**Text to read:**
The now-annual extreme-nationalist “Russian March” in Lublino (a working-class district in Moscow, populated mostly by ethnic Slavs), on November 4—National Unity Day—saw a sharply reduced number of marchers this year. Last Wednesday’s march in the Russian capital had only about 700 participants, whereas previous years’ marches had attracted between 5,000 and 10,000. As in previous years, the demonstration brought together a disparate number of nationalist groups, including “Pamiat,” “Pan-Slavists,” the “Russian Human Rights League” and the “Right Column.” Many in the crowd chanted “no war between brother nations” and “peace with Ukraine.” Others called out “there will be no peace on Russian land while a Chekist [a reference to President Vladimir Putin, a former colonel in the Soviet KGB] sits in the Kremlin!” and “down with dictators”—an echo of the importance the nationalist movement played in the large-scale anti-regime protests led by opposition anti-corruption blogger and activist Alexei Navalny, in 2011 and 2012 (Sova-center.ru, November 5). A similar lackluster turnout could be observed at the “Russian Marches” held in other cities across the Russian Federation: the demonstration in Astrakhan had only 4 confirmed marchers, 250 came out in Volgograd, more than 100 marched in Ekaterinburg, 20 joined in Kazan, and 70–250 took part in Krasnodar. Reports indicate that the extreme nationalists’ march was canceled in St. Petersburg, as a sign of respect for those who lost their lives in the Metrojet Flight 9268 crash, in Egypt (Sova-center.ru, November 5). Just a few years ago, the Russian March had seemed a potent source of opposition activity in the country, but for the time being at least, its impetus appears to have waned.

(Position annotation data)
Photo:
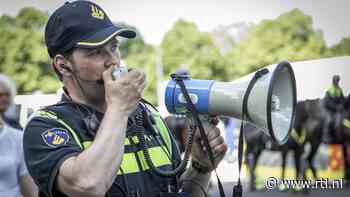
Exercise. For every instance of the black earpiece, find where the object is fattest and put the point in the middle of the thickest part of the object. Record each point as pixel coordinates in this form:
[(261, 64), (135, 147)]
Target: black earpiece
[(66, 67), (91, 122)]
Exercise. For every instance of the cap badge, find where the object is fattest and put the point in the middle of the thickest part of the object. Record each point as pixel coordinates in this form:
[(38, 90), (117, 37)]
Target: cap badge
[(97, 13)]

**What this task involves:**
Please answer these questions about the Russian March text above, one per line:
1. About how many people took part in this year's march in Moscow?
2. How many confirmed marchers did the demonstration in Astrakhan have?
3. According to reports, why was the march in St. Petersburg canceled?

**Solution to the problem:**
1. About 700 people.
2. Four.
3. It was canceled as a sign of respect for those who lost their lives in the Metrojet Flight 9268 crash in Egypt.